**Your assignment:** Determine how many lines in the listing contain the string "pixel"; respond with the number alone.

>>>>

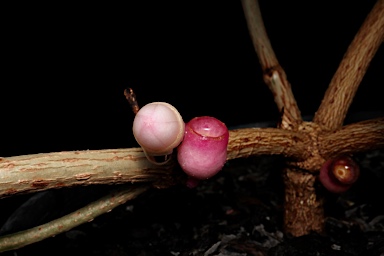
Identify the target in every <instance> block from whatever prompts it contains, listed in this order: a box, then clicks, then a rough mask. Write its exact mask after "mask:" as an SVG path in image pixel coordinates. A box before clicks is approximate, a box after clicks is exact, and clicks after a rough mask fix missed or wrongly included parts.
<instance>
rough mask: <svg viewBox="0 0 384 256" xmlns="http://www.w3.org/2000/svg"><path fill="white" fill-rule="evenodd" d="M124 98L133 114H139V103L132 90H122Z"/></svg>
mask: <svg viewBox="0 0 384 256" xmlns="http://www.w3.org/2000/svg"><path fill="white" fill-rule="evenodd" d="M124 96H125V98H126V99H127V101H128V102H129V104H130V105H131V108H132V111H133V113H134V114H135V115H136V114H137V112H139V109H140V107H139V103H138V102H137V99H136V94H135V93H134V91H133V89H132V88H127V89H125V90H124Z"/></svg>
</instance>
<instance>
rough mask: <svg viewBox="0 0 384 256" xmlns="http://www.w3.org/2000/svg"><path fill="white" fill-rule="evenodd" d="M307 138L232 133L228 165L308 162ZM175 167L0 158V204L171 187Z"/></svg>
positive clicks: (131, 152)
mask: <svg viewBox="0 0 384 256" xmlns="http://www.w3.org/2000/svg"><path fill="white" fill-rule="evenodd" d="M307 139H308V138H307V137H306V136H305V135H303V134H299V133H296V132H293V131H284V130H281V129H277V128H250V129H239V130H233V131H230V141H229V145H228V149H227V150H228V160H230V159H234V158H239V157H248V156H250V155H262V154H283V155H284V156H287V157H293V158H301V157H305V156H306V153H305V152H306V150H305V149H306V141H307ZM175 165H176V162H175V161H170V162H169V163H168V164H166V165H161V166H158V165H154V164H151V163H150V162H149V161H148V160H147V158H146V157H145V154H144V153H143V151H142V149H141V148H129V149H107V150H86V151H69V152H68V151H67V152H56V153H44V154H33V155H24V156H14V157H8V158H0V198H4V197H9V196H12V195H15V194H21V193H31V192H37V191H42V190H47V189H52V188H62V187H71V186H79V185H83V186H84V185H91V184H122V183H137V182H152V183H153V184H154V186H157V187H169V186H171V185H173V184H175V183H177V182H178V181H180V180H179V179H180V176H181V175H183V173H181V172H180V175H179V176H178V175H177V174H176V175H175V171H177V170H175V168H174V167H175Z"/></svg>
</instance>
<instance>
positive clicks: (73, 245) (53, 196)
mask: <svg viewBox="0 0 384 256" xmlns="http://www.w3.org/2000/svg"><path fill="white" fill-rule="evenodd" d="M355 158H356V160H357V162H358V163H359V164H360V167H361V173H362V175H361V178H360V179H359V181H358V182H357V183H356V184H355V185H354V186H353V187H352V189H350V190H349V191H348V192H346V193H344V194H342V195H334V194H327V195H326V204H325V207H326V214H327V216H328V217H327V220H326V233H325V234H315V233H314V234H309V235H307V236H302V237H297V238H292V237H288V236H286V235H285V234H284V233H283V230H282V214H283V185H282V181H281V175H280V174H281V168H282V167H283V161H282V159H280V158H278V157H270V156H268V157H267V156H265V157H257V158H248V159H238V160H233V161H230V162H229V163H227V165H226V166H225V167H224V169H223V170H222V172H221V173H219V174H218V175H217V176H215V177H214V178H212V179H210V180H207V181H204V182H202V183H201V184H200V185H199V186H198V187H197V188H195V189H188V188H186V187H185V186H182V185H179V186H174V187H171V188H167V189H151V190H150V191H147V192H145V193H144V194H142V195H140V196H139V197H137V198H136V199H134V200H132V201H129V202H127V203H125V204H124V205H121V206H119V207H117V208H115V209H114V210H113V211H111V212H110V213H107V214H104V215H102V216H100V217H98V218H96V219H95V220H93V221H92V222H89V223H86V224H83V225H80V226H78V227H77V228H74V229H72V230H71V231H68V232H65V233H63V234H60V235H57V236H55V237H53V238H49V239H46V240H44V241H42V242H39V243H36V244H32V245H29V246H26V247H24V248H21V249H18V250H15V251H10V252H7V253H4V254H3V255H18V256H22V255H114V256H117V255H140V256H150V255H172V256H186V255H204V256H208V255H222V256H223V255H233V256H235V255H244V256H245V255H255V256H256V255H268V256H275V255H289V256H290V255H292V256H293V255H295V256H300V255H316V256H322V255H327V256H329V255H335V256H336V255H343V256H347V255H350V256H357V255H358V256H363V255H364V256H370V255H372V256H378V255H384V204H383V201H384V200H383V199H382V195H384V151H383V150H381V151H380V150H377V151H372V152H369V153H366V154H360V155H356V156H355ZM109 189H111V188H110V187H94V186H90V187H85V188H72V189H62V190H55V191H50V192H45V194H41V198H40V199H39V200H38V202H34V203H31V205H32V206H31V207H30V208H31V209H29V210H28V212H27V216H28V217H20V218H21V219H22V220H19V221H18V222H14V224H13V226H14V227H10V228H9V229H10V230H12V229H14V230H17V229H20V228H21V227H22V226H24V227H28V226H33V225H36V224H38V223H40V222H42V221H43V220H44V219H45V220H47V219H51V218H53V217H58V216H59V215H60V214H61V215H62V214H63V213H66V212H68V211H69V210H73V209H75V208H76V207H80V206H81V204H84V203H85V202H88V201H91V200H93V199H95V198H97V197H98V196H101V195H102V194H105V193H106V190H109ZM30 197H31V196H28V197H20V198H18V199H17V198H16V199H15V198H13V199H6V200H2V202H1V205H2V207H1V208H2V209H6V210H5V211H3V212H2V218H5V219H2V221H5V220H6V216H5V215H6V213H8V212H11V211H14V209H13V208H16V207H15V202H17V203H19V204H20V203H22V202H23V201H25V200H27V199H28V198H30ZM35 197H36V195H35ZM30 201H31V200H30ZM7 204H8V206H9V207H7ZM12 207H13V208H12ZM39 209H40V210H41V211H43V212H44V213H45V214H44V215H45V217H44V218H37V217H36V214H35V215H34V213H33V212H39ZM37 215H38V216H40V217H42V215H43V214H41V213H38V214H37ZM34 216H35V217H34ZM15 223H16V224H15Z"/></svg>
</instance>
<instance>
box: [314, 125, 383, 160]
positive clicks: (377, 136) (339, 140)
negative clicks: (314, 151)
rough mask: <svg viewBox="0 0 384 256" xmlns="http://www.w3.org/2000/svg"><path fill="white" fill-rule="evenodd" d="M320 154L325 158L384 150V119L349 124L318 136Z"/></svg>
mask: <svg viewBox="0 0 384 256" xmlns="http://www.w3.org/2000/svg"><path fill="white" fill-rule="evenodd" d="M319 144H320V154H321V155H322V156H323V157H324V158H325V159H327V158H329V157H331V156H337V155H341V154H352V153H356V152H364V151H369V150H374V149H378V148H384V118H377V119H372V120H367V121H362V122H359V123H355V124H350V125H346V126H344V127H342V128H341V129H340V130H337V131H334V132H328V133H323V134H321V135H320V136H319Z"/></svg>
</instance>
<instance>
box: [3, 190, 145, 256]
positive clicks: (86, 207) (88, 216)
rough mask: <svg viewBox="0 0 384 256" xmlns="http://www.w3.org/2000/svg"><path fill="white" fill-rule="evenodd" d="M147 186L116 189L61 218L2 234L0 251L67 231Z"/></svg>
mask: <svg viewBox="0 0 384 256" xmlns="http://www.w3.org/2000/svg"><path fill="white" fill-rule="evenodd" d="M148 188H149V186H141V187H136V186H134V187H132V186H131V187H128V188H124V189H117V190H114V191H113V192H111V193H109V194H108V195H107V196H104V197H102V198H100V199H99V200H97V201H95V202H92V203H90V204H88V205H87V206H85V207H83V208H81V209H79V210H76V211H75V212H72V213H70V214H68V215H65V216H63V217H61V218H58V219H55V220H53V221H51V222H48V223H46V224H43V225H40V226H37V227H34V228H31V229H27V230H24V231H20V232H17V233H14V234H10V235H5V236H2V237H0V252H5V251H9V250H14V249H18V248H21V247H23V246H26V245H29V244H32V243H36V242H39V241H42V240H44V239H46V238H49V237H52V236H54V235H57V234H60V233H62V232H65V231H68V230H70V229H72V228H74V227H77V226H79V225H81V224H83V223H86V222H89V221H92V220H93V219H94V218H96V217H97V216H99V215H101V214H104V213H106V212H108V211H111V210H112V209H113V208H115V207H116V206H119V205H121V204H124V203H125V202H126V201H128V200H132V199H134V198H135V197H137V196H138V195H140V194H141V193H143V192H144V191H146V190H147V189H148Z"/></svg>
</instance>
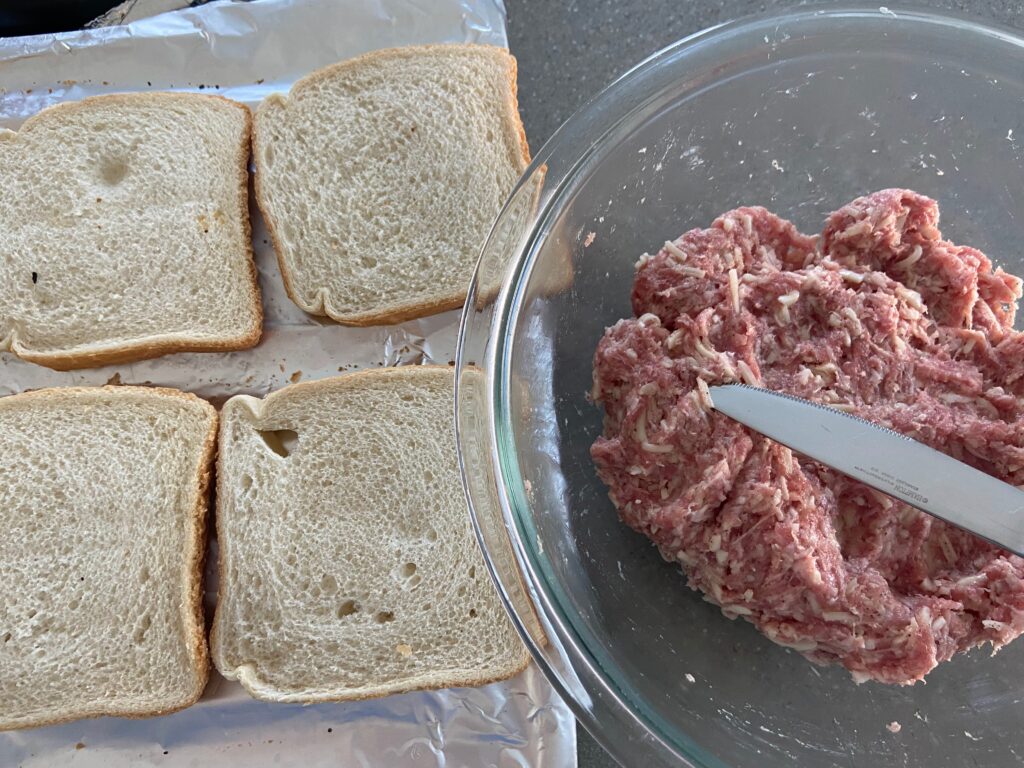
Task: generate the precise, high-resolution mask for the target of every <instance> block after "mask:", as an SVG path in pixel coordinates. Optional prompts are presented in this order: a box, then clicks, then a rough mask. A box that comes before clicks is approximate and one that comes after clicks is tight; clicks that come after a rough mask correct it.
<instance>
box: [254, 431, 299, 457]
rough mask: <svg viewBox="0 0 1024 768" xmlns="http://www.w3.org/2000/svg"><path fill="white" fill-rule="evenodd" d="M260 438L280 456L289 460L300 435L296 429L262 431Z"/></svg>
mask: <svg viewBox="0 0 1024 768" xmlns="http://www.w3.org/2000/svg"><path fill="white" fill-rule="evenodd" d="M259 436H260V437H262V438H263V442H265V443H266V446H267V447H268V449H270V450H271V451H272V452H273V453H275V454H276V455H278V456H280V457H282V458H283V459H287V458H288V457H289V456H291V454H292V452H293V451H294V450H295V445H296V444H297V443H298V441H299V433H298V432H296V431H295V430H294V429H261V430H259Z"/></svg>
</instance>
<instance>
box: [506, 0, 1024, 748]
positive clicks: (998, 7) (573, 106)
mask: <svg viewBox="0 0 1024 768" xmlns="http://www.w3.org/2000/svg"><path fill="white" fill-rule="evenodd" d="M855 2H856V0H850V1H849V2H835V5H837V6H839V5H850V4H854V3H855ZM505 4H506V7H507V8H508V18H509V47H510V48H511V49H512V52H513V53H514V54H515V55H516V57H517V58H518V60H519V110H520V112H521V113H522V118H523V123H524V124H525V127H526V135H527V136H528V138H529V143H530V147H531V148H532V150H535V151H537V150H539V148H540V147H541V146H542V145H543V144H544V142H545V141H546V140H547V139H548V137H549V136H550V135H551V134H552V133H553V132H554V130H555V129H556V128H558V126H559V125H561V124H562V122H564V121H565V119H566V118H568V117H569V116H570V115H571V114H572V113H573V112H574V111H575V110H577V108H579V106H580V105H581V104H583V103H584V101H586V100H587V99H588V98H590V97H591V96H592V95H594V94H595V93H597V91H598V90H600V89H601V88H602V87H603V86H604V85H606V84H607V83H608V82H610V81H611V80H613V79H614V78H615V77H617V76H618V75H620V74H622V73H623V72H625V71H626V70H628V69H629V68H630V67H632V66H633V65H635V63H637V62H638V61H640V60H642V59H644V58H646V57H647V56H648V55H650V54H651V53H653V52H654V51H656V50H658V49H659V48H664V47H665V46H666V45H669V44H670V43H673V42H675V41H676V40H679V39H680V38H683V37H686V36H687V35H690V34H692V33H694V32H697V31H699V30H702V29H705V28H707V27H711V26H713V25H716V24H720V23H722V22H726V20H728V19H730V18H736V17H738V16H742V15H746V14H751V13H761V12H765V11H773V10H780V9H783V8H787V7H793V6H794V5H797V4H798V3H795V2H793V1H792V0H719V1H718V2H713V1H709V0H564V1H562V0H505ZM801 4H802V3H801ZM822 4H823V3H822ZM882 4H885V5H889V6H891V7H894V8H898V7H900V6H901V5H905V3H901V2H899V0H889V2H881V0H880V5H882ZM913 4H914V5H916V6H919V7H929V8H935V9H944V10H952V11H957V12H961V13H971V14H974V15H976V16H978V17H980V18H985V19H989V20H994V22H998V23H1001V24H1006V25H1010V26H1013V27H1017V28H1020V29H1024V2H1021V1H1020V0H914V3H913ZM579 738H580V768H613V767H614V766H615V763H614V761H612V760H611V758H609V757H608V756H607V755H606V754H605V753H604V752H603V751H602V750H601V748H600V746H599V745H598V744H597V742H596V741H594V739H593V738H592V737H591V736H590V735H588V734H587V733H586V732H584V731H583V729H582V728H581V729H580V735H579Z"/></svg>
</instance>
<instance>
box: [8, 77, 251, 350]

<<<<

**Answer section:** 2